→ What the task requires
For the text about the writing panel on grief and loss, say whether each statement agrees with it, answering yes or no and quoting the deciding words. 1. The discussion took place online on April 7. 2. The top prize in the McKinney Contest is $500. 3. Susan Nguyen read from her fiction.

==== Provided passage ====

Today we're sharing a video conversation we first mentioned in early April: Three writers on the topic of writing about grief and loss. The discussion, held online April 7, was hosted by the McKinney Committee at Rensselaer Polytechnic Institute and SUNY Albany's English Graduate Student Organization in collaboration with the New York State Writers Institute.
Amina Gautier (fiction), Molly McCully Brown (essay, poetry), and Susan Nguyen (poetry) each gave a short reading, followed by a panel discussion on writing through stressful experiences and the benefits of creative practices during difficult times. At the conclusion of the readings and discussion, winners for the 80th annual McKinney Writing Contest at Rensselaer Polytechnic Institute and recognitions of recent UAlbany student achievements were announced. See list below the video.
To learn more about the featured writers, visit:
The event aimed to support student wellness across the Capital Region, build a strong literary community across campuses, celebrate emergent writers, and promote professionalization in the Arts and Humanities.
2021 McKinney Award winners
The McKinney Contest recognizes top writers in the Rensselaer student community. An average of 230 students enter each year to compete for a total of more than $4,000. Cash prizes are awarded in both undergraduate and graduate divisions in four different categories: Fiction or Drama, Poetry, Essay/Creative Nonfiction, and Electronic Mixed Media Using Language. The top prize is $300; second place is $175; third place earns $75.
Boden Whalen, a biochemistry and biophysics student, won the Undergraduate Fiction/Drama category for “Onychophora (velvet worms).”
The Graduate Fiction/Drama category was won by computer science student Elkin Alejandro Cruz Camacho, for his entry, “A Hundred Years of Excessive YouTube Company.”

==== Data section ====

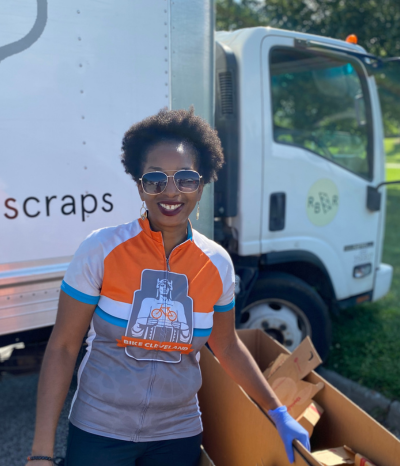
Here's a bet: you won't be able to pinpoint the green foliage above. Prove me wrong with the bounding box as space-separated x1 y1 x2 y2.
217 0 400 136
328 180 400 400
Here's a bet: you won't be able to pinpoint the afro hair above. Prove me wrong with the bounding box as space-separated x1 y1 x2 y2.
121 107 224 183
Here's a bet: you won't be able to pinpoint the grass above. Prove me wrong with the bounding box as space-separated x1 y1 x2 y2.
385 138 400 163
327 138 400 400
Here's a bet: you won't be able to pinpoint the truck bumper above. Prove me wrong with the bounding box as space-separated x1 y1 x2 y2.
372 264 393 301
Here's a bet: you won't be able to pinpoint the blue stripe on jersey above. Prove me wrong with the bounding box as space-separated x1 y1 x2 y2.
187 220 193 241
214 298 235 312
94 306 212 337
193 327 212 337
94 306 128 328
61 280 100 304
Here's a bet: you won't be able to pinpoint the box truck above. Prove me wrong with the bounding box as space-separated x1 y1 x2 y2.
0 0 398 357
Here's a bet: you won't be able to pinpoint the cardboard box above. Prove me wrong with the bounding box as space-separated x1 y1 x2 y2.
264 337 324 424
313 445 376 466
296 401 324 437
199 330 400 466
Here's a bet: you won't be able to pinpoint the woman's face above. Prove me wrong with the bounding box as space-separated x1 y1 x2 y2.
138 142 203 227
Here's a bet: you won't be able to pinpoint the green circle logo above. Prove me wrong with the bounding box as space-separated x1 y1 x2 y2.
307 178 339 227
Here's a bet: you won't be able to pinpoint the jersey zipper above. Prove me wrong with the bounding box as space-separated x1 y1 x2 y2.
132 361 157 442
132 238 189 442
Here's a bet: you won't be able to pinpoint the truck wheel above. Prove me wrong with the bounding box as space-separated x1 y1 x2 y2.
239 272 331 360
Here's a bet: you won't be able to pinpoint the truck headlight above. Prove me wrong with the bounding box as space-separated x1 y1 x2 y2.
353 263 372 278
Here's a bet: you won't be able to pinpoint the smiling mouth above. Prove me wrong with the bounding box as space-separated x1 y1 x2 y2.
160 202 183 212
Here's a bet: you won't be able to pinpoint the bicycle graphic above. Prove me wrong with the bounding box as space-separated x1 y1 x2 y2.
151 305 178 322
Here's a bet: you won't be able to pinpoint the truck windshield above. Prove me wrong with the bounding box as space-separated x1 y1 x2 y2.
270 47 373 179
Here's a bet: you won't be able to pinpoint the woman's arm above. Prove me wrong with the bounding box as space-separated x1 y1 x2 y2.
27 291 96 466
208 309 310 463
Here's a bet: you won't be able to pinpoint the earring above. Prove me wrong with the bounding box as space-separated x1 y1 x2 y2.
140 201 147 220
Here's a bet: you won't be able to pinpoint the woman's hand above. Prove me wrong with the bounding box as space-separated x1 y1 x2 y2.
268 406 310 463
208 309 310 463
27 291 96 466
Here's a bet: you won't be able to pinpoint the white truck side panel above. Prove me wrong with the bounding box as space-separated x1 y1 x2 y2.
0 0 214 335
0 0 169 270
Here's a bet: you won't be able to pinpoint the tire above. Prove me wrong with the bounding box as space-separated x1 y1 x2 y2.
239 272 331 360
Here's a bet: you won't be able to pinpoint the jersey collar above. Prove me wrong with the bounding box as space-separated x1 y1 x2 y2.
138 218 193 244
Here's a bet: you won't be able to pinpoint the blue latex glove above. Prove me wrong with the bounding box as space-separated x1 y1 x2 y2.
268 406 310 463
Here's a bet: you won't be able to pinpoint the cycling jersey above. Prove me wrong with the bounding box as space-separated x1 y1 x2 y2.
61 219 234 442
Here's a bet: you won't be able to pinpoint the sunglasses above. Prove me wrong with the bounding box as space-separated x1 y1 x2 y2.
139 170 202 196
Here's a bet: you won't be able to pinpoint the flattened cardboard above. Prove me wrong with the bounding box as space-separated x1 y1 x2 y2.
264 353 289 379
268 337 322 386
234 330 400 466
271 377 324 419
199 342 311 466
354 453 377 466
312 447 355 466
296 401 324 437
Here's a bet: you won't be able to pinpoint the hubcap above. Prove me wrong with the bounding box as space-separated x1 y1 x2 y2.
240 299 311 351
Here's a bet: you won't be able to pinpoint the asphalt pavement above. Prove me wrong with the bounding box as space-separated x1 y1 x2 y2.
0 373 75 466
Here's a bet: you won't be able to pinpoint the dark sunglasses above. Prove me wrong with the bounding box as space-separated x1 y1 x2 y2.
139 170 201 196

====

→ Answer section
1. Yes: "The discussion, held online April 7"
2. No: "The top prize is $300"
3. No: "Susan Nguyen (poetry)"